Reproduza, do texto sobre o inventário de ações abaixo, a parte que começa com as palavras "Embora o inventário" e termina com "carregada pelo vento.".

TRECHO SELECIONADO.
::::::::::
Nos últimos anos o número de pessoas físicas que investem em ações de empresas de capital aberto na bolsa de valores a B3 aumentou vertiginosamente, já são cerca de 4 milhões de investidores e 545 bilhões de reais custodiados.[1]

Assim sendo, a tendência é que se torne cada vez mais comum a realização de inventários cujo espólio contenha ações de empresas negociadas na B3.

À primeira vista pode parecer que o inventário de uma ação não difere do dos demais bens móveis, pois trata-se de um patrimônio com valor econômico sujeito às mesmas leis de sucessão.

Embora o inventário para o recebimento de uma herança de ações tenha o mesmo procedimento dos demais bens, a volatilidade de seu valor, que pode variar drasticamente em horas e, sobretudo, em anos, cria risco de depreciação do patrimônio.

A conclusão de um inventário pode durar anos e sem as precauções adequadas, neste período, as ações podem ficar sem a gestão adequada e sujeitas às variações do mercado, como uma folha solta carregada pelo vento.

A volatilidade e a dificuldade de gestão das ações na pendência do inventário geram risco de depreciação significativa do espólio e, também, podem criar casos difíceis quanto à tributação da herança.

A título exemplificativo, suponhamos o seguinte exemplo: Em 2012 dois irmãos, não conhecedores do mercado de ações, iniciam um inventário judicial para o recebimento de uma herança que contém 10.000 ações preferenciais da empresa de telefonia Oi, cujo código de negociação na B3 é OIBR4.

Em 2012, a cotação da OIBR4 era R$ 87,60, portanto, o valor total do inventário na sua abertura era de R$ 876.000,00 e os herdeiros apenas se preocupam em encerrar o inventário, sem atentar para a gestão das ações.

Porém a conclusão do inventário demandou 10 anos e só ocorreu em 2022, período no qual a empresa Oi deixou de ser uma das mais robustas do mercado e entrou em recuperação judicial. Resultado, a cotação da OIBR4 despencou para R$ 1,48, conforme o gráfico abaixo.

Quando as ações foram partilhadas elas valiam apenas R$ 14.800,00 - uma atroz depreciação de 98,33%. Ou seja, enquanto corria o inventário os herdeiros assistiram passivamente à desintegração do patrimônio.

Pior, provavelmente a base de cálculo do imposto incidente sobre a transmissão da herança (ITCMD) teria sido o valor das ações no dia da abertura da sucessão; assumindo uma alíquota de 4%, o tributo seria de R$ 35.400,00, mais que o dobro do valor efetivamente recebido ao final do inventário.
::::::::::
DADOS FORNECIDOS.
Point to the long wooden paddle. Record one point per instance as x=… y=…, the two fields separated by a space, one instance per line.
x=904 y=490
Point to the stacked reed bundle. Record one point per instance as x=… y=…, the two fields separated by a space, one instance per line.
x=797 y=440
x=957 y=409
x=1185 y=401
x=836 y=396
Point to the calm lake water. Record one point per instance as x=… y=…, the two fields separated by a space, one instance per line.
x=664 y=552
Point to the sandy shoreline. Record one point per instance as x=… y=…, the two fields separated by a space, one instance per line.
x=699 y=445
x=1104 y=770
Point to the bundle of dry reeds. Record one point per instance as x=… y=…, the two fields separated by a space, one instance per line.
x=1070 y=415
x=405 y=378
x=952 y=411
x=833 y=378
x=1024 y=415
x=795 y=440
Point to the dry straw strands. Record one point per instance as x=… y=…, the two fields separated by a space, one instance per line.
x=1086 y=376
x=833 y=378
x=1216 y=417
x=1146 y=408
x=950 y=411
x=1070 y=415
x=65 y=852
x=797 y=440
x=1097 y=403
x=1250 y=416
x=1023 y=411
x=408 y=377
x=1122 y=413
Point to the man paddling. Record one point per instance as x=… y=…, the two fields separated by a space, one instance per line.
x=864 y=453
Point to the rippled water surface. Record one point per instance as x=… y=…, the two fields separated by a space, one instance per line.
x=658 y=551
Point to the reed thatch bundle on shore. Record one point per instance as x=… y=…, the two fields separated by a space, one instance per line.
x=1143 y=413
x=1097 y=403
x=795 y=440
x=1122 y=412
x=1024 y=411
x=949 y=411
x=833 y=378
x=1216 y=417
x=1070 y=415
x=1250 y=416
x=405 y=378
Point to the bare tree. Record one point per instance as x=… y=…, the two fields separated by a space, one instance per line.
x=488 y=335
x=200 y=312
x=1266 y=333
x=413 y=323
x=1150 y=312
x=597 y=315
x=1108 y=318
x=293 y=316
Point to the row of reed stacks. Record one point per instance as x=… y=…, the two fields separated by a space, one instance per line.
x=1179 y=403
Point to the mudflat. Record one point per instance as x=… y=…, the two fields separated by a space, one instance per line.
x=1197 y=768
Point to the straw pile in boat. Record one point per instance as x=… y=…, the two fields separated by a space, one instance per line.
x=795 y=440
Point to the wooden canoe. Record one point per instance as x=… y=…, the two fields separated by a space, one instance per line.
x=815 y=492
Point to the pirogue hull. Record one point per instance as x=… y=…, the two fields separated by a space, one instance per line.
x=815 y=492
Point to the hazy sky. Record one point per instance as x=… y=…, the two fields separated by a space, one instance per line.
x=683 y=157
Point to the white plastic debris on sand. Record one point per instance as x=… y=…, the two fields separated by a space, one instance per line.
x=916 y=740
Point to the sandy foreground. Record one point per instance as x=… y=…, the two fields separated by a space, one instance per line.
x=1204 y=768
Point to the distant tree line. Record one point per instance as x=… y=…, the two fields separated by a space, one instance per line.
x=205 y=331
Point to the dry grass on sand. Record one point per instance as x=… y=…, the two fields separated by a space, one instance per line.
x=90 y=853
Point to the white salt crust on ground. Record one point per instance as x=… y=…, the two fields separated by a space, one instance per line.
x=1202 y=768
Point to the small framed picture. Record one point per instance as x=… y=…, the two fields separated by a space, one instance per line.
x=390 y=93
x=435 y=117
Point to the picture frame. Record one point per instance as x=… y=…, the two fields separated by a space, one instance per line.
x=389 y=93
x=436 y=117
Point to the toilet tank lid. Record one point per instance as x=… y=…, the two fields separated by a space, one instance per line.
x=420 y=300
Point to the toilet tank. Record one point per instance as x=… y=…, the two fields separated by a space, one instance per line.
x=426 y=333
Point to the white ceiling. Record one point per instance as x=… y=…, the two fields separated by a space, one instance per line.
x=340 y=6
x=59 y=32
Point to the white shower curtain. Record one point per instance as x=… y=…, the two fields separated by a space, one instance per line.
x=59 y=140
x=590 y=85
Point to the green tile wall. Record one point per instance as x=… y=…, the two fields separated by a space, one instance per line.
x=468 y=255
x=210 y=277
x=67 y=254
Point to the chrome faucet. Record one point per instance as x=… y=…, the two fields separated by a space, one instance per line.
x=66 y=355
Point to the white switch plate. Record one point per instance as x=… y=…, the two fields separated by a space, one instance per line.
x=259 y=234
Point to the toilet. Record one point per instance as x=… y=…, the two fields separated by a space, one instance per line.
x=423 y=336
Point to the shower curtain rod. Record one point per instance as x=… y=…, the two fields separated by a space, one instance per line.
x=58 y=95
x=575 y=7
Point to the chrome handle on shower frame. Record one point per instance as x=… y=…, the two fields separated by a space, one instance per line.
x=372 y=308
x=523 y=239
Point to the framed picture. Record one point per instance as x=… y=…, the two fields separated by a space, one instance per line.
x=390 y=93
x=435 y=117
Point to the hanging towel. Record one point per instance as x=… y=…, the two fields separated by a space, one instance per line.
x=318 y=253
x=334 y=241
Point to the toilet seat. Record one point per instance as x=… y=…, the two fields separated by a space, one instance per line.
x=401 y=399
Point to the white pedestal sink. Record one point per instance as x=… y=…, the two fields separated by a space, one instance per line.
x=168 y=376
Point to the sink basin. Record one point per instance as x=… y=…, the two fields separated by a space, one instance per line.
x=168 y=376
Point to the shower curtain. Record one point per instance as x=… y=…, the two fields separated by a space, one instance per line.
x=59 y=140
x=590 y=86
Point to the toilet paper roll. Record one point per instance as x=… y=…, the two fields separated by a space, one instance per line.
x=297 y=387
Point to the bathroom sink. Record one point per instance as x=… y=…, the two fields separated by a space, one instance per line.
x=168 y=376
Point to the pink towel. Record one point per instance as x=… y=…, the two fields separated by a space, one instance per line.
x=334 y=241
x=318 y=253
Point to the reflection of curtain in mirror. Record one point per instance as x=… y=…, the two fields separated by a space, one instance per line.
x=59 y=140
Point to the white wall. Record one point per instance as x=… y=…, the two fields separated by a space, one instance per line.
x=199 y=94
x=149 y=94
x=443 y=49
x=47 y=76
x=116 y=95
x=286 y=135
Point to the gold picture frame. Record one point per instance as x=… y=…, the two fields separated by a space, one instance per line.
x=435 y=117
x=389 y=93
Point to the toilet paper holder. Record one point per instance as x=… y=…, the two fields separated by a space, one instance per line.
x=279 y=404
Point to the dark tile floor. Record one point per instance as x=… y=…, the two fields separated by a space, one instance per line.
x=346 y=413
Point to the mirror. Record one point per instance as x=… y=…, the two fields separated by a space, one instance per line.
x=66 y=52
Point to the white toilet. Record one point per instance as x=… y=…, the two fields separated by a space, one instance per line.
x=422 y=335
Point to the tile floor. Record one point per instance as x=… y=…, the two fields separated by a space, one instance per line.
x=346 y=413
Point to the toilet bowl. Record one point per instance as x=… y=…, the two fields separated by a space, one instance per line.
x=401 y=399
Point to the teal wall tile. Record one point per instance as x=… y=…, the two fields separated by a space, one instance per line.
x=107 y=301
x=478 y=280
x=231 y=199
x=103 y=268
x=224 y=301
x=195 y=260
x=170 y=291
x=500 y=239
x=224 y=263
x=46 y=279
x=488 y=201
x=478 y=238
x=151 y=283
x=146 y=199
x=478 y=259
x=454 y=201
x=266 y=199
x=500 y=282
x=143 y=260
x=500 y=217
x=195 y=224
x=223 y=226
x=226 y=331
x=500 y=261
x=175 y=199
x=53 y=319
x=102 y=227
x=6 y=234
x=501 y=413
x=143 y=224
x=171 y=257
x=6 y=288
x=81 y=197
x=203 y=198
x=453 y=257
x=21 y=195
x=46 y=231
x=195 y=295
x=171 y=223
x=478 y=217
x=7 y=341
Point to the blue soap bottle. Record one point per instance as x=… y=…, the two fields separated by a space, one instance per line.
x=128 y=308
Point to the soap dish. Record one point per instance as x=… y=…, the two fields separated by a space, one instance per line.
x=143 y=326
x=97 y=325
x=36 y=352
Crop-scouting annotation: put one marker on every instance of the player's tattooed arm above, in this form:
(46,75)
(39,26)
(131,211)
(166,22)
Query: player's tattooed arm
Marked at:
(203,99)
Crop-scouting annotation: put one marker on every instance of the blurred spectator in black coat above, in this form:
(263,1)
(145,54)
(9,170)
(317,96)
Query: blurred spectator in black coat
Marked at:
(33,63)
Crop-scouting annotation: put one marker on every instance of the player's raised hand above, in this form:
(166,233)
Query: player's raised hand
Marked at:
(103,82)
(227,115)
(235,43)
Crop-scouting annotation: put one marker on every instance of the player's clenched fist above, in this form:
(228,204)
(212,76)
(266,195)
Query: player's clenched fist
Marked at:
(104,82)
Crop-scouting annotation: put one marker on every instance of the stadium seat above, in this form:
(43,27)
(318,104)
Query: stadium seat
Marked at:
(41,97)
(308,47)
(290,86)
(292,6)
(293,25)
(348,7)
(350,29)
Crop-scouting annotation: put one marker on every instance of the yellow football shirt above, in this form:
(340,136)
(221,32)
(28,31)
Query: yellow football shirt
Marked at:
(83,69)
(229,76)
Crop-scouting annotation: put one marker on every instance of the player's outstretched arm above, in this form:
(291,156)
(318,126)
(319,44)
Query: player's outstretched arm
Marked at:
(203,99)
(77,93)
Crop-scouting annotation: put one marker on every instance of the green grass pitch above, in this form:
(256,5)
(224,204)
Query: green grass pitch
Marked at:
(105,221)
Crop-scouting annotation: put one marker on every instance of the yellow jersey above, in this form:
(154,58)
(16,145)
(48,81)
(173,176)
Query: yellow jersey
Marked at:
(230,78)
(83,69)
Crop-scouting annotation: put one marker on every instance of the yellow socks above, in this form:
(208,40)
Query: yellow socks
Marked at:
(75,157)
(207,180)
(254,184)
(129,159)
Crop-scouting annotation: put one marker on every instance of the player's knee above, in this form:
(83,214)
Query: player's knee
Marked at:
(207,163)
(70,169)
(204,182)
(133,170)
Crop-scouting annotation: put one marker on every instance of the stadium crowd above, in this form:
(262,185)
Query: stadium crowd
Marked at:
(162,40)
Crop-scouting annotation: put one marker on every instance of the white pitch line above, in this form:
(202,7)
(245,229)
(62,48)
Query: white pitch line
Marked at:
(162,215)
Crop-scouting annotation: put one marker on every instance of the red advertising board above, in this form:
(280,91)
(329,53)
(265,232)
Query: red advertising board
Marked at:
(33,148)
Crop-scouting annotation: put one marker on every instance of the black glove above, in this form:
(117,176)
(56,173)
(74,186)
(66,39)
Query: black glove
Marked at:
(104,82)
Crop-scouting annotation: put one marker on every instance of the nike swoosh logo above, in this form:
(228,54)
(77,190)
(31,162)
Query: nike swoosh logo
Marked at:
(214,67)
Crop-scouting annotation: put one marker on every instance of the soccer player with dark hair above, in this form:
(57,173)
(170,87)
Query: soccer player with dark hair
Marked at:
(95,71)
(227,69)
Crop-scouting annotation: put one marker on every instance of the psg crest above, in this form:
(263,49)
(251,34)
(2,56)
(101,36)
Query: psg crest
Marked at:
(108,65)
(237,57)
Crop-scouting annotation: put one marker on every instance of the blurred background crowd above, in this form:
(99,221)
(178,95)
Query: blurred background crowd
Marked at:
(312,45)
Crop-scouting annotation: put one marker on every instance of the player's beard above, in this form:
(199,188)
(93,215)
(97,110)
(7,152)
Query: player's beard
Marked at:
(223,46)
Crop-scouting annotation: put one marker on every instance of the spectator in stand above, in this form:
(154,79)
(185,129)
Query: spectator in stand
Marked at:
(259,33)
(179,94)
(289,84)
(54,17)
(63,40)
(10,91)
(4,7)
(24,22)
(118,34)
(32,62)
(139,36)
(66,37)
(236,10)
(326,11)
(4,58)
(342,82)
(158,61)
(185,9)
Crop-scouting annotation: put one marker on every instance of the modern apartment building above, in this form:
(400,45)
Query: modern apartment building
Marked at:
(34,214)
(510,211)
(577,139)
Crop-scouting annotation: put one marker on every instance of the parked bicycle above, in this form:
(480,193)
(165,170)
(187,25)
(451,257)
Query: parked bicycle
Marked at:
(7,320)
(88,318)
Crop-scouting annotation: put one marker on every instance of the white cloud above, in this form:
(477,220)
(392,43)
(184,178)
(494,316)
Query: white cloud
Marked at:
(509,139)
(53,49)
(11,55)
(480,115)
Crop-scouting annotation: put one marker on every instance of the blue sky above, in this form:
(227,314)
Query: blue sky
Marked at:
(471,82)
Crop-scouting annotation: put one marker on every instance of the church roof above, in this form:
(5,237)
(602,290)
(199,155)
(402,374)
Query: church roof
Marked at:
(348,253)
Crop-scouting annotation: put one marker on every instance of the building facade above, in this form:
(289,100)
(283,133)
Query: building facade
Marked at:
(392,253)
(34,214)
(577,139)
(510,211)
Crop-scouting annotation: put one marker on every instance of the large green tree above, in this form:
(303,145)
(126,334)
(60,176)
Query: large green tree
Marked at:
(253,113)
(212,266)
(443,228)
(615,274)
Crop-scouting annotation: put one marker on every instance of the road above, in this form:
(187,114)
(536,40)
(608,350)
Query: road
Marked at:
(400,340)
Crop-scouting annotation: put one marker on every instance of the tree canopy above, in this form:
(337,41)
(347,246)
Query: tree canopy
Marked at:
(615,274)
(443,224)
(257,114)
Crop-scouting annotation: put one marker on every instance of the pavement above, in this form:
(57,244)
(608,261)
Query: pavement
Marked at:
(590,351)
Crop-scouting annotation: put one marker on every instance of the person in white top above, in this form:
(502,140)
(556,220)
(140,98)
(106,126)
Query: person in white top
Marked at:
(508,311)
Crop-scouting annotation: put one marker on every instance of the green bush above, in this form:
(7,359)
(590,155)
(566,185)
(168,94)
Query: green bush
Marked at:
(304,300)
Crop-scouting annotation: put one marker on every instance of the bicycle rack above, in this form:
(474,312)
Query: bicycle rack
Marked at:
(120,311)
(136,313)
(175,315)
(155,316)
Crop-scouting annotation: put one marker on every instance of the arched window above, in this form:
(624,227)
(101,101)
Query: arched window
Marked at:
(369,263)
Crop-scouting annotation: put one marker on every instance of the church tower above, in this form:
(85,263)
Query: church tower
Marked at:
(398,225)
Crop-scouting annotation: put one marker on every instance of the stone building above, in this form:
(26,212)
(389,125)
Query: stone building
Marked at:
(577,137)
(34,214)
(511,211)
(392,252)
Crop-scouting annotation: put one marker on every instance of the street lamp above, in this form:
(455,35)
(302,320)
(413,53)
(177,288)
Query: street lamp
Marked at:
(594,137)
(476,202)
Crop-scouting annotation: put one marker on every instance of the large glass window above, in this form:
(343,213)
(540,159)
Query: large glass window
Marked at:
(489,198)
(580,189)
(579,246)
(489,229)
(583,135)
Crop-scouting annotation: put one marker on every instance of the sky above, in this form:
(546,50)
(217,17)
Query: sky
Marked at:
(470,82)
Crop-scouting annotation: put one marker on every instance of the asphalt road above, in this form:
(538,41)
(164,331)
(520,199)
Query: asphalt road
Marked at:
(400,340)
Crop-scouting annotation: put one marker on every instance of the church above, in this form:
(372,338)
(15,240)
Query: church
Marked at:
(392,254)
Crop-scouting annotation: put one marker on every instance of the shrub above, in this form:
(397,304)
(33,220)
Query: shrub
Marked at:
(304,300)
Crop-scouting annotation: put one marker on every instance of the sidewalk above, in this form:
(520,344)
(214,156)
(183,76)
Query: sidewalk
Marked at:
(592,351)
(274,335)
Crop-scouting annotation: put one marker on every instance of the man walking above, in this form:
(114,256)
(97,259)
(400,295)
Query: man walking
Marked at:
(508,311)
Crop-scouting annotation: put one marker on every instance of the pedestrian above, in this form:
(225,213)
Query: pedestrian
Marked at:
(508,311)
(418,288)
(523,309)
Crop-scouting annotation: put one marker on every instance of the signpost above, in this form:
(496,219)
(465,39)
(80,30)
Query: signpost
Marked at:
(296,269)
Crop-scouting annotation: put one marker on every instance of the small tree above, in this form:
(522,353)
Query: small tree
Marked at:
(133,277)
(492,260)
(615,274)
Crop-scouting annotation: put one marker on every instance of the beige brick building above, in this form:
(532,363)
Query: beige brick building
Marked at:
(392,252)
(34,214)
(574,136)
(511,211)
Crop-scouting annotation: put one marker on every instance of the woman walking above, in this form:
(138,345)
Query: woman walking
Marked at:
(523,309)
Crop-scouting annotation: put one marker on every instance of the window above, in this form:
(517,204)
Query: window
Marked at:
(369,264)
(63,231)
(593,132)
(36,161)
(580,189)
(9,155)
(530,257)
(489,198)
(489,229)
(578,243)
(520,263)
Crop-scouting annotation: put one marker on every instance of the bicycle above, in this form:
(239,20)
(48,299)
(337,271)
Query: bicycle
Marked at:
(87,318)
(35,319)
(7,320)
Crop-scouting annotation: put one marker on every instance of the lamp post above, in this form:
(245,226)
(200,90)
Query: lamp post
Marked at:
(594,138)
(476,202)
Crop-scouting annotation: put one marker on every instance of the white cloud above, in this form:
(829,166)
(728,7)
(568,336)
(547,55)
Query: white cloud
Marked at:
::::::::::
EXERCÍCIO RESOLVIDO.
Embora o inventário para o recebimento de uma herança de ações tenha o mesmo procedimento dos demais bens, a volatilidade de seu valor, que pode variar drasticamente em horas e, sobretudo, em anos, cria risco de depreciação do patrimônio.

A conclusão de um inventário pode durar anos e sem as precauções adequadas, neste período, as ações podem ficar sem a gestão adequada e sujeitas às variações do mercado, como uma folha solta carregada pelo vento.